───── Bereitgestellte Daten ─────
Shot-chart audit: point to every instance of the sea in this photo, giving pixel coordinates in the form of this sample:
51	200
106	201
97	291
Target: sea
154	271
─────
Gib sämtliche Zeilen der obigen Auflistung als nummerierte Liste aus und lass leere Zeilen dabei weg.

=== Lösung der Aufgabe ===
1. Shot-chart audit: point to every instance of the sea in this photo, giving pixel coordinates in the form of this sample:
2. 51	200
3. 106	201
4. 97	291
5. Target: sea
6. 154	271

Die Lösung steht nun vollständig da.